- **EXERCISE INPUT**
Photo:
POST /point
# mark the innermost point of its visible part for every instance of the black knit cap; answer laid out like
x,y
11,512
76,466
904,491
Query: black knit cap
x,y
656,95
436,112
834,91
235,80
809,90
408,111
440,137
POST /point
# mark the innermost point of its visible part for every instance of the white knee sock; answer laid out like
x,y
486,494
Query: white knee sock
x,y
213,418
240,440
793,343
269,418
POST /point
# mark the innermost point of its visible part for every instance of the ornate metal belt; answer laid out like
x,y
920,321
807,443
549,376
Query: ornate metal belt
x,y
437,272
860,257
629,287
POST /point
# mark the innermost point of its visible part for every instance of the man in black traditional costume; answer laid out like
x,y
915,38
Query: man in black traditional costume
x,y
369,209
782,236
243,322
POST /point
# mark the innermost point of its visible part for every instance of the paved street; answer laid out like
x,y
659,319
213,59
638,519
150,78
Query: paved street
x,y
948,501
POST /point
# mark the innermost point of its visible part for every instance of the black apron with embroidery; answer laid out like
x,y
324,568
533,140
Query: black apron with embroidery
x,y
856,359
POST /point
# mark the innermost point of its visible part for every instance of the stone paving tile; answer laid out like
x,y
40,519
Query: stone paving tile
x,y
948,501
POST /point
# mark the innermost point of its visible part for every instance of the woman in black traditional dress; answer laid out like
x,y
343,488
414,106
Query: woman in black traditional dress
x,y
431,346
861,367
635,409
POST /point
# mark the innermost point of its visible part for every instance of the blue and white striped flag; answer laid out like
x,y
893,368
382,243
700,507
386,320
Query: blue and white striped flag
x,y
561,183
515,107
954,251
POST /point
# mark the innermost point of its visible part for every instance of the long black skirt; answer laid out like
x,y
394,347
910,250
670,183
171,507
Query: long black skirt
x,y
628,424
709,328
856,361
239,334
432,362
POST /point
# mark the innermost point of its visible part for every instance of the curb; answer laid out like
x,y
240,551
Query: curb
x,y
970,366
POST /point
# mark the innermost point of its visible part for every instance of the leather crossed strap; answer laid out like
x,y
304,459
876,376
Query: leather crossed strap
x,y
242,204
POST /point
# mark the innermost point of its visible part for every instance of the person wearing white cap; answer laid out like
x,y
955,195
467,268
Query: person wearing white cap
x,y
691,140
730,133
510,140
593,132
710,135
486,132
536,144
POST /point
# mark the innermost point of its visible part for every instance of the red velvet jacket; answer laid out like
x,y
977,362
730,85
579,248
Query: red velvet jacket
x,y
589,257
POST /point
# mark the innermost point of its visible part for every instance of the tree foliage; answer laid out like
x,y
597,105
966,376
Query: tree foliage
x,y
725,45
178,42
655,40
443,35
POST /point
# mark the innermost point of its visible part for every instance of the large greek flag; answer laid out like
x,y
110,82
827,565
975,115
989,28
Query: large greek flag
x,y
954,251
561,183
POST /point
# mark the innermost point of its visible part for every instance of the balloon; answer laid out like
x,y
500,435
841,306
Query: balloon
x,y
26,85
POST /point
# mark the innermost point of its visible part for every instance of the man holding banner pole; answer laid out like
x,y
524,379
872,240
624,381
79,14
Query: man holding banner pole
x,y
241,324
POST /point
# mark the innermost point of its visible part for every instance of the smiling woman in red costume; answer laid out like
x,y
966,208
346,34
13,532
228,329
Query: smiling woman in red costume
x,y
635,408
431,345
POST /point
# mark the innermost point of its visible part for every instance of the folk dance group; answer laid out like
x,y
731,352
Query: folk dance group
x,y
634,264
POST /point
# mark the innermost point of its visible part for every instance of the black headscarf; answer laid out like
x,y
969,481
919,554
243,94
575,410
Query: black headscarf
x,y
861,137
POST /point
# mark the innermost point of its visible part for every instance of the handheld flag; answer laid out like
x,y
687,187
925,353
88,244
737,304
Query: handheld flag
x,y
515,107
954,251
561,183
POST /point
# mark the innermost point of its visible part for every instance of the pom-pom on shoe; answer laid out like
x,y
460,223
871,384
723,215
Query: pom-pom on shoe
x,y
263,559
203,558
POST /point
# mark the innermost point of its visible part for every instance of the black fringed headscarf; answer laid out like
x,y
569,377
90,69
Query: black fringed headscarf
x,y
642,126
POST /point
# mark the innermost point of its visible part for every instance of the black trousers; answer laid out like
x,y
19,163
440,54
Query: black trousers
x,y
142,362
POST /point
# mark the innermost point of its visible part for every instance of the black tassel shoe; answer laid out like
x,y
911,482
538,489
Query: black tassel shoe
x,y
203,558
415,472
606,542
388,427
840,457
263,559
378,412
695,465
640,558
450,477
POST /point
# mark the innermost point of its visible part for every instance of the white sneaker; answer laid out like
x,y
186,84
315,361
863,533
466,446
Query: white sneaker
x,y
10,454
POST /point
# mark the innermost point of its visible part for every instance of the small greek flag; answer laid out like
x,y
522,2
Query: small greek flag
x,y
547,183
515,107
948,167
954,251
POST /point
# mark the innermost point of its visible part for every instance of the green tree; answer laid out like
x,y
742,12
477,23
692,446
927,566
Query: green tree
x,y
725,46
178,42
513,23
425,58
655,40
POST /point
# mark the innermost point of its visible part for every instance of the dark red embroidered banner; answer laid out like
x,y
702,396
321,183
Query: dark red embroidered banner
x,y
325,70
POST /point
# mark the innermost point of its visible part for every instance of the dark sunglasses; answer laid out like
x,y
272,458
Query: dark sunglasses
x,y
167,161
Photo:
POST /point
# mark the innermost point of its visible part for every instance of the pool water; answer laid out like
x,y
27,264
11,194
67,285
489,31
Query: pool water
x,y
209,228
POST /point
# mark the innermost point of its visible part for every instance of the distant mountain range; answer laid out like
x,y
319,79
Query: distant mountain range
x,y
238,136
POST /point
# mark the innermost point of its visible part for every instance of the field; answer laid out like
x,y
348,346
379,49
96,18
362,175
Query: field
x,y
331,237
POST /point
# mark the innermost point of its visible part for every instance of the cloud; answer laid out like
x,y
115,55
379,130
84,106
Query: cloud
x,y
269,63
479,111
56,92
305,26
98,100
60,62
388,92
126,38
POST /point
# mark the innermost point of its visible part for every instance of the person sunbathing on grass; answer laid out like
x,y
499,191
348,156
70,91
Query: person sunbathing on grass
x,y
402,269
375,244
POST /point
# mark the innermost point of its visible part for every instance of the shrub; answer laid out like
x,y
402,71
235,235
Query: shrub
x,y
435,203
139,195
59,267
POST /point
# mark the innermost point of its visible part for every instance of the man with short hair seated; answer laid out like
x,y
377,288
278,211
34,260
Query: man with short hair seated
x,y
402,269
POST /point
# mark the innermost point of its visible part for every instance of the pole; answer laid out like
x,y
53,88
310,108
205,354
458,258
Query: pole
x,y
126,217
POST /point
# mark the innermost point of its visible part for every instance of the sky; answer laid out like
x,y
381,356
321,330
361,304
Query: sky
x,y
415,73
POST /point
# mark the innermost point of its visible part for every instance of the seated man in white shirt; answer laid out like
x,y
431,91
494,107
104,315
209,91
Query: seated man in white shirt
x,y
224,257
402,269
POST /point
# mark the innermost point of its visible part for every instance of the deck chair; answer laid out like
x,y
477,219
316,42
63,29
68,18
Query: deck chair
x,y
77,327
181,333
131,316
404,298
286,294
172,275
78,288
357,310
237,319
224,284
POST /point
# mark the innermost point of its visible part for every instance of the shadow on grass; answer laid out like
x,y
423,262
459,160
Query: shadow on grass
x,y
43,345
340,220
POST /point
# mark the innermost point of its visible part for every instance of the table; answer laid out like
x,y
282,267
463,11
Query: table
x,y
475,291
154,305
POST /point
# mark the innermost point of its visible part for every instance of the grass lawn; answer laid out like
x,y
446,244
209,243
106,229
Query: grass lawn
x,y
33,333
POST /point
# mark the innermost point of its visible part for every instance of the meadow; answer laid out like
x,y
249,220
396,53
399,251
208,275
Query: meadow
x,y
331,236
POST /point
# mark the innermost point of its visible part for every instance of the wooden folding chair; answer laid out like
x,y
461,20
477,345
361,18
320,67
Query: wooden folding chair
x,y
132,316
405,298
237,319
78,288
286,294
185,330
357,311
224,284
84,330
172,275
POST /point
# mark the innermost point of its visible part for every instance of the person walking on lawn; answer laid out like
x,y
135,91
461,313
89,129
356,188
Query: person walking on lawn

- **PROMPT**
Report each line in the records above that contains the string "greek". Treat uppercase and lowercase letters as different.

- **OUTPUT FOR THIS TASK**
# mark the innermost point of its visible part for every instance of the large greek flag; answer laid out like
Query: large greek flag
# mark the innermost point of its visible part for every instance of the small greek flag; answer laid out like
Query: small greek flag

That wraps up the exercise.